• [TESTO DEL DOCUMENTO]:
§ §

A pochi metri dall’albergo e, nell’altra direzione, a pochi metri dalla caserma Nino Bixio dove, nelle fiction di Maurizio De Giovanni, sono acquartierati i “bastardi” che hanno reso famoso il nome della collina di Pizzofalcone; e in via Egiziaca comincia la saga, con la scoperta di due cadaveri. Ma nelle realtà in cui saltuariamente sono a volte tornato a percorrerla, via Egiziaca rappresentava un luogo immobile; piuttosto refrattario ad essere assorbito dalla zona turistica nonostante qualche edificio significativo, fra cui l’omonima chiesa e il sito archeologico del Monte Echia, e l’inevitabile apertura di piccole strutture di ospitalità; con in cima un belvedere da anni ostruito da un cantiere; pieno piuttosto di quei negozietti che nel resto del mondo sono spariti da una ventina d’anni, la classica bottega popolare di salumeria o il piccolo venditore di prodotti per la pulizia, essenzialmente detersivi. In qualcuno dei palazzi storici, nonostante l’indubbia fisionomia da abitato popolare, si intravedono magnifici cortili e qualche scorcio panoramico. Ma quando arriviamo al mio civico 35, varcando il portone spalancato, lo spettacolo è tutto diverso: la portineria è praticamente murata, ogni intonaco pesantemente scrostato, nelle cassette della posta sono impilate bollette della luce o del gas che il tenace postino ha insistito a depositare, a terra per il cortile c’è qualche traccia di detrito, non si incontra un’anima. L’ultima volta l’avevo vista in condizioni migliori. Imbocco la mia scala A, e saliamo i gradini. Al secondo piano sopra una porta ci sono i sigilli di sequestro della procura della Repubblica, e altrettanto al terzo. Al quarto e ultimo piano non posso arrivare perché è sbarrato da un cancello: sono riportati i cognomi dei vicini di allora, che a quanto pare abitano adesso anche l’alloggio che fu di mio nonno. Ce ne andiamo, con una strana sensazione addosso: da una finestra che vede le scale si affaccia un volto, pronto a schizzare all’indietro al primo rischio di intercettazione dello sguardo. Quando siamo fuori mi domando se sia successo qualcosa che ha oltrepassato la sfera del privato e trovo la risposta digitando su Google: via Egiziaca a Pizzofalcone 35. Ho appena lasciato le scale alle mie spalle.

§ §

• [SEZIONE DEL DATASET]:
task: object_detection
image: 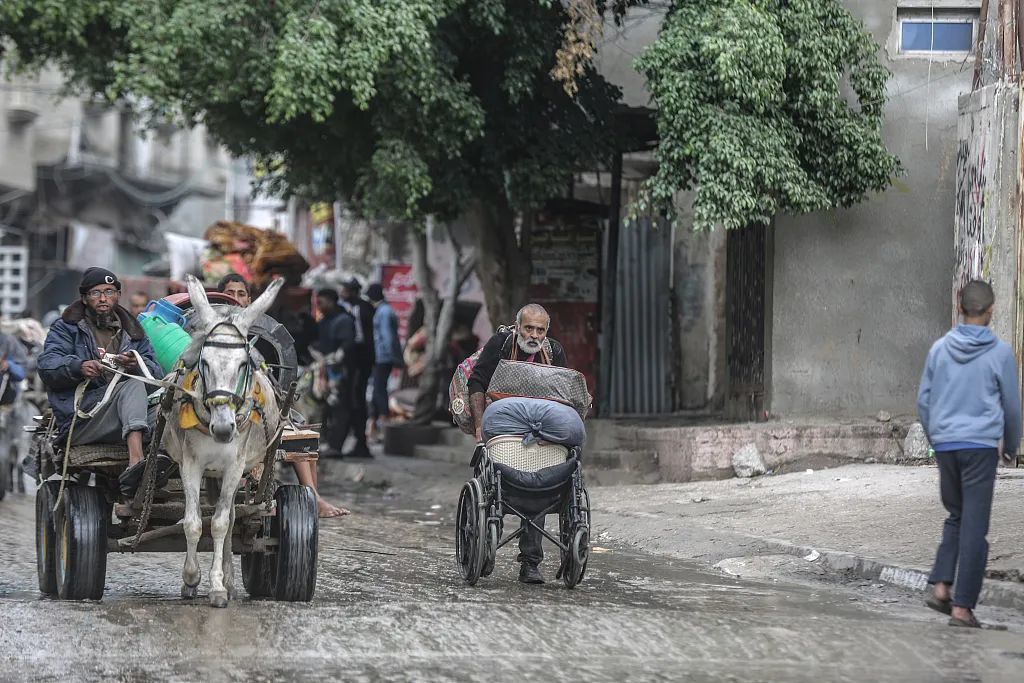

§ §

• [COMPITO ASSEGNATO]:
Per favore, riscrivi parola per parola l'intero testo su via Egiziaca riportato sopra.

• [RISPOSTA AL COMPITO]:
A pochi metri dall’albergo e, nell’altra direzione, a pochi metri dalla caserma Nino Bixio dove, nelle fiction di Maurizio De Giovanni, sono acquartierati i “bastardi” che hanno reso famoso il nome della collina di Pizzofalcone; e in via Egiziaca comincia la saga, con la scoperta di due cadaveri. Ma nelle realtà in cui saltuariamente sono a volte tornato a percorrerla, via Egiziaca rappresentava un luogo immobile; piuttosto refrattario ad essere assorbito dalla zona turistica nonostante qualche edificio significativo, fra cui l’omonima chiesa e il sito archeologico del Monte Echia, e l’inevitabile apertura di piccole strutture di ospitalità; con in cima un belvedere da anni ostruito da un cantiere; pieno piuttosto di quei negozietti che nel resto del mondo sono spariti da una ventina d’anni, la classica bottega popolare di salumeria o il piccolo venditore di prodotti per la pulizia, essenzialmente detersivi. In qualcuno dei palazzi storici, nonostante l’indubbia fisionomia da abitato popolare, si intravedono magnifici cortili e qualche scorcio panoramico. Ma quando arriviamo al mio civico 35, varcando il portone spalancato, lo spettacolo è tutto diverso: la portineria è praticamente murata, ogni intonaco pesantemente scrostato, nelle cassette della posta sono impilate bollette della luce o del gas che il tenace postino ha insistito a depositare, a terra per il cortile c’è qualche traccia di detrito, non si incontra un’anima. L’ultima volta l’avevo vista in condizioni migliori. Imbocco la mia scala A, e saliamo i gradini. Al secondo piano sopra una porta ci sono i sigilli di sequestro della procura della Repubblica, e altrettanto al terzo. Al quarto e ultimo piano non posso arrivare perché è sbarrato da un cancello: sono riportati i cognomi dei vicini di allora, che a quanto pare abitano adesso anche l’alloggio che fu di mio nonno. Ce ne andiamo, con una strana sensazione addosso: da una finestra che vede le scale si affaccia un volto, pronto a schizzare all’indietro al primo rischio di intercettazione dello sguardo. Quando siamo fuori mi domando se sia successo qualcosa che ha oltrepassato la sfera del privato e trovo la risposta digitando su Google: via Egiziaca a Pizzofalcone 35. Ho appena lasciato le scale alle mie spalle.